• [Given data]:
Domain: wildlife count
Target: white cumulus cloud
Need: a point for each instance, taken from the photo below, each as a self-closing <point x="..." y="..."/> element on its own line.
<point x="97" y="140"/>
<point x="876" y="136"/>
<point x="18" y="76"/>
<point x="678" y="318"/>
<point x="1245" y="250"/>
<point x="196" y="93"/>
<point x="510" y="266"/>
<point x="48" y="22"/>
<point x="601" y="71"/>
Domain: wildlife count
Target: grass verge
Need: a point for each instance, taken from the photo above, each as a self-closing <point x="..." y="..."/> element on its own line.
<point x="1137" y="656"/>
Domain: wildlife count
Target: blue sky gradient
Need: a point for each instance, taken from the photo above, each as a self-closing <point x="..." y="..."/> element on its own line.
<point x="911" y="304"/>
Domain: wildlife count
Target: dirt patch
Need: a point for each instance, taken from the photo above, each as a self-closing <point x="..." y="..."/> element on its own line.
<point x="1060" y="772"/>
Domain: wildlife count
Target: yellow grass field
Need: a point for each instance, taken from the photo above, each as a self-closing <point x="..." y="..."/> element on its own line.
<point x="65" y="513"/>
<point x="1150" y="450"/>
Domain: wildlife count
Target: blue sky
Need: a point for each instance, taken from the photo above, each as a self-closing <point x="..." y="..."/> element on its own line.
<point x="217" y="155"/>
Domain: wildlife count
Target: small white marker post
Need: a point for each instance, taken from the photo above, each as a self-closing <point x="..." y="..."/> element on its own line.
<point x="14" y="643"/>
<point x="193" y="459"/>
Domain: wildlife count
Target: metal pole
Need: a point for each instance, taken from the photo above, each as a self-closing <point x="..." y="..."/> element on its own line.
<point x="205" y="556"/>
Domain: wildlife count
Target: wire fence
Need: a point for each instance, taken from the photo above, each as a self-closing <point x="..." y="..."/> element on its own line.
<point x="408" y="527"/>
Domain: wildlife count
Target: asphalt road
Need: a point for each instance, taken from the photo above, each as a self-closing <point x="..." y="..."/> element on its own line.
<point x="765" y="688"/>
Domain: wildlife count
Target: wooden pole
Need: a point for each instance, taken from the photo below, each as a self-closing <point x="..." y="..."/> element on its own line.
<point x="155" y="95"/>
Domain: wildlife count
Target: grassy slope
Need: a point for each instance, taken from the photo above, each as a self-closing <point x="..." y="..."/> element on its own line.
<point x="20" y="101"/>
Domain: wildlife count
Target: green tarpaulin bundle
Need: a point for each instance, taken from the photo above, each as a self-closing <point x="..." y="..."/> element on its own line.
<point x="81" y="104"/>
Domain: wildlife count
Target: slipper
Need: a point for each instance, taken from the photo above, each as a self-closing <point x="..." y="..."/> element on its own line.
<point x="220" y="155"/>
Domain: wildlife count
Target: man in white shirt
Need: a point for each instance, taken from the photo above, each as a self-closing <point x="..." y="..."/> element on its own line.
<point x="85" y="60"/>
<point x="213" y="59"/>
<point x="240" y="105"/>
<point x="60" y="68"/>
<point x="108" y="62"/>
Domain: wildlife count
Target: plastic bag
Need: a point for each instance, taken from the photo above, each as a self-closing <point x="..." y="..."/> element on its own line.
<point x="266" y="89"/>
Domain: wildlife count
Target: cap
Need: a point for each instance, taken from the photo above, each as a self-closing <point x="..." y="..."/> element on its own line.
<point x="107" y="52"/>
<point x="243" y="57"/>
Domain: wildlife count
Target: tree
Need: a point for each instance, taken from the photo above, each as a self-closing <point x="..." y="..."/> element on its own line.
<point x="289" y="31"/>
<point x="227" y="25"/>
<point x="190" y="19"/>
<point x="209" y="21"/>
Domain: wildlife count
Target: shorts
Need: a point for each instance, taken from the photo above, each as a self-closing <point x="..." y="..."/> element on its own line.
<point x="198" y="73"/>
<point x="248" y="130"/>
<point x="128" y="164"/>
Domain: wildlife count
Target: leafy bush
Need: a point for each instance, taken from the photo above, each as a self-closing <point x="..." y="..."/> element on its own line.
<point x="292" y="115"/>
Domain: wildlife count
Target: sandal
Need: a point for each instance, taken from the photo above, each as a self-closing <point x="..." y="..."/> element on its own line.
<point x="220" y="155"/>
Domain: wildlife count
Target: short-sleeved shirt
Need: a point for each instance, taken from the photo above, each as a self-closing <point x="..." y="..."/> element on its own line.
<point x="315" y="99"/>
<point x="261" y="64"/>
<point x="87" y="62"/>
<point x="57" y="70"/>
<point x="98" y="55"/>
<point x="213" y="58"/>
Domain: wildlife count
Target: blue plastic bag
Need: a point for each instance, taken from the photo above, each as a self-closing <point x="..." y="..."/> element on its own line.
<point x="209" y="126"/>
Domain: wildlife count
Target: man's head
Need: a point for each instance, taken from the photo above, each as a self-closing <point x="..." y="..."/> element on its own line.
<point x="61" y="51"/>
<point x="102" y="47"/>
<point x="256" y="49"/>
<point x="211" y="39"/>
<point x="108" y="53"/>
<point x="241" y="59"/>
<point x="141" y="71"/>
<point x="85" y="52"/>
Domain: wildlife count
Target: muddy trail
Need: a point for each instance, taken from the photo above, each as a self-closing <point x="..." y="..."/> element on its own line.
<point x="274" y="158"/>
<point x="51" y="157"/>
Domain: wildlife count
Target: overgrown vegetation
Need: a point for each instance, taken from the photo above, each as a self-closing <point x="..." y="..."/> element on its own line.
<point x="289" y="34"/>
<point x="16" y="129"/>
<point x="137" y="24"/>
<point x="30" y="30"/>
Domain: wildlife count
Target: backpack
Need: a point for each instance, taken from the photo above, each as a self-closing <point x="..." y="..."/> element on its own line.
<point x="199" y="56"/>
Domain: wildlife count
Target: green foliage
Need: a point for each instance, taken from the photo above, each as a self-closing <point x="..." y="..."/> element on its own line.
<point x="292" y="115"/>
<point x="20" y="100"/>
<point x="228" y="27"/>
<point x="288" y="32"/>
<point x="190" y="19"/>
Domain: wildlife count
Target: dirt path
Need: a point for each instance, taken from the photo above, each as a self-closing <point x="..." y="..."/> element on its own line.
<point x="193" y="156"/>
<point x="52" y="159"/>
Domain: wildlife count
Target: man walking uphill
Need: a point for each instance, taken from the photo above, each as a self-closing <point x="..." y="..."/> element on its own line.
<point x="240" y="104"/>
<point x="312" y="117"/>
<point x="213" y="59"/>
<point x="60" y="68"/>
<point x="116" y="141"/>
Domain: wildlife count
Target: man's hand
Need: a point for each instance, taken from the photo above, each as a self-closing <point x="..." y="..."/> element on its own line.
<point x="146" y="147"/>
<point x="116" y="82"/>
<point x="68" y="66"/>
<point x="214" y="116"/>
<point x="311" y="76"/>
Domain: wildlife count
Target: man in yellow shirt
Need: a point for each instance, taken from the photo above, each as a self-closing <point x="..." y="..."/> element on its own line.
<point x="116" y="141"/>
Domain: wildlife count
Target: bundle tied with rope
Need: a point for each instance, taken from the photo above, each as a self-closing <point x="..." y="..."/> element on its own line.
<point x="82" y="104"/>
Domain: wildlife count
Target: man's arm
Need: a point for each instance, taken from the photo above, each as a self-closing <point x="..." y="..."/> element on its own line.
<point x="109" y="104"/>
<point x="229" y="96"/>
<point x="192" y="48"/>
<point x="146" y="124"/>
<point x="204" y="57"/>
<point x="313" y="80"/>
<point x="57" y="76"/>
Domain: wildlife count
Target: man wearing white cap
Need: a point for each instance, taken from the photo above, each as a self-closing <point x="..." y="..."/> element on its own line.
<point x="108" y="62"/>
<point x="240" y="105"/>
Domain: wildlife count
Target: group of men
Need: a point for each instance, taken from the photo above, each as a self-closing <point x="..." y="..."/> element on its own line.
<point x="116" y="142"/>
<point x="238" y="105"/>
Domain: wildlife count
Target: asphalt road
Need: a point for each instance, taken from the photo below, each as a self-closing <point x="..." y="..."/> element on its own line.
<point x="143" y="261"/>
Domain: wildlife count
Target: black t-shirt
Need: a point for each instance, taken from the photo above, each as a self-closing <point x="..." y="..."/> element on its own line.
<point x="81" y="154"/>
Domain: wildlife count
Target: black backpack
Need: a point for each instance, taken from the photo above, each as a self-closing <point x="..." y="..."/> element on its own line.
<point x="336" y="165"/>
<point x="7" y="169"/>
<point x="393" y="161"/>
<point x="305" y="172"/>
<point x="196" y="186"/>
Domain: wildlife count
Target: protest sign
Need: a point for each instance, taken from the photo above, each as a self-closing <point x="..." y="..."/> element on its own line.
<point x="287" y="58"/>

• [Task]:
Show every line from the entries above in which "white" appears.

• [Final answer]:
Target: white cumulus cloud
Target: small white marker post
Target: man in white shirt
Target: man wearing white cap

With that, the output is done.